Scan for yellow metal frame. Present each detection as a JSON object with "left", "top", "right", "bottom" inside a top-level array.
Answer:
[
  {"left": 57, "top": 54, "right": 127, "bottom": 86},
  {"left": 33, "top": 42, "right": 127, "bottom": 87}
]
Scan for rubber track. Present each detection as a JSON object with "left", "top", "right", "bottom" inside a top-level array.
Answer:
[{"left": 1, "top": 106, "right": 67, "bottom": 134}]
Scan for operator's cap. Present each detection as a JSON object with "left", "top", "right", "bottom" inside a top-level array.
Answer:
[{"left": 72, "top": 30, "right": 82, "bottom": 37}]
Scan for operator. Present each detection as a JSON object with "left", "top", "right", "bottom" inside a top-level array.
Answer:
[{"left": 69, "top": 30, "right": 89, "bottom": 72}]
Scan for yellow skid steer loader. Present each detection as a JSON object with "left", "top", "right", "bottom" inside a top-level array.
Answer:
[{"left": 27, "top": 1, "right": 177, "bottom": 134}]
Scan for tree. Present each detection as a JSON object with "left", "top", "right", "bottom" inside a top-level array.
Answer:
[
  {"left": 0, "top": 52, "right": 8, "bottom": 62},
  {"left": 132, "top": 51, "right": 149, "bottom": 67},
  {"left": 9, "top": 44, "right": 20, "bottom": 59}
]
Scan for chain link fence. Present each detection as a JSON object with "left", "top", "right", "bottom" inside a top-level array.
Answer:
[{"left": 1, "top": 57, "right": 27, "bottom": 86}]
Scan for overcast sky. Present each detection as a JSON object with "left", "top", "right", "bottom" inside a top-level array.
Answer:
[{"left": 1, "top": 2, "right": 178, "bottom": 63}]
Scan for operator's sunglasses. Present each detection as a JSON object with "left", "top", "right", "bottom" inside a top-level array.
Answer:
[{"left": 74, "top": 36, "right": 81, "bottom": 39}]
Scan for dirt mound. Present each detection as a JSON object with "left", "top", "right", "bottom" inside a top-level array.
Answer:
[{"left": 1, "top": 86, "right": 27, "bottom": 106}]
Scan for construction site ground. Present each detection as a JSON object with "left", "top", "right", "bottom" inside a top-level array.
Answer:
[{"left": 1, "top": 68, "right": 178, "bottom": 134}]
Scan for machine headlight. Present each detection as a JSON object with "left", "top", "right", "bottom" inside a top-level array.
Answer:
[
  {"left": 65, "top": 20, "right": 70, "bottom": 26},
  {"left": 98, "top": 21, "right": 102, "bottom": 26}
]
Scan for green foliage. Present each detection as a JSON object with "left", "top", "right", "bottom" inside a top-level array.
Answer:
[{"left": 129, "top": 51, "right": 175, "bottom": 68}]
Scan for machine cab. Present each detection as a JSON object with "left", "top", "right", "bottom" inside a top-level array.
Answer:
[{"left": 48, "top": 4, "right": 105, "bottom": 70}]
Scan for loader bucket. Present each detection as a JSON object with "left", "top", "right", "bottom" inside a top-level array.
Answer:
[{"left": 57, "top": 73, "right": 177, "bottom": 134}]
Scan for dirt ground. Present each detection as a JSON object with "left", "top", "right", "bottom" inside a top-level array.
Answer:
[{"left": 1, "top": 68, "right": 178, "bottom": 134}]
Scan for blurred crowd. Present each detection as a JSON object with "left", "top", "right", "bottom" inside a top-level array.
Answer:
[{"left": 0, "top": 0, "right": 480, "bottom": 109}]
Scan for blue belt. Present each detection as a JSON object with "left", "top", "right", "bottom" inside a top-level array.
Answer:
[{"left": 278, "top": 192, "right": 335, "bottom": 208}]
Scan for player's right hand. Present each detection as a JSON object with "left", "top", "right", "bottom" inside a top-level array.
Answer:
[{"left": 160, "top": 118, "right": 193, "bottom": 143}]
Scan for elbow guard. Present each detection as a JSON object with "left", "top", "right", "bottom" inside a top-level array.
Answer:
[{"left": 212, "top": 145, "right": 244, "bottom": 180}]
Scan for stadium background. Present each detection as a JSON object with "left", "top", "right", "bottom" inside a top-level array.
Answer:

────────

Can you reproduce only the stretch of the material from the line containing "Scan for loader" through the end, requests included, with every bounding-box coordinate in the answers scaled by 0.35? Round each result to a whole number, with halves rounded up.

* _EXERCISE RESULT_:
Scan for loader bucket. Present each detection as a JSON object with "left", "top", "right", "bottom" inside a top-level array.
Answer:
[{"left": 20, "top": 26, "right": 62, "bottom": 47}]
Scan for dirt ground. Present each detection as a JSON object with "left", "top", "right", "bottom" inside a top-level array.
Answer:
[{"left": 0, "top": 24, "right": 62, "bottom": 47}]
Scan for blurred crowd. Present each detection as a JSON object with "left", "top", "right", "bottom" inside a top-level array.
Answer:
[{"left": 0, "top": 0, "right": 168, "bottom": 38}]
Scan for blue belt. Present each detection as a JSON object with "left", "top", "right", "bottom" inside a top-level array.
Answer:
[{"left": 97, "top": 67, "right": 117, "bottom": 73}]
Scan for player's right hand. Present each detection as a JSON object with "left", "top", "right", "bottom" inside a top-level array.
Answer:
[{"left": 56, "top": 41, "right": 68, "bottom": 50}]
Scan for elbow guard. Present each detection as a JSON object with "left", "top", "right", "bottom" inside a top-level array.
Answer:
[{"left": 74, "top": 51, "right": 85, "bottom": 63}]
Scan for stadium background. Present each detection as a JSON object with "left", "top", "right", "bottom" inside a top-level array.
Answer:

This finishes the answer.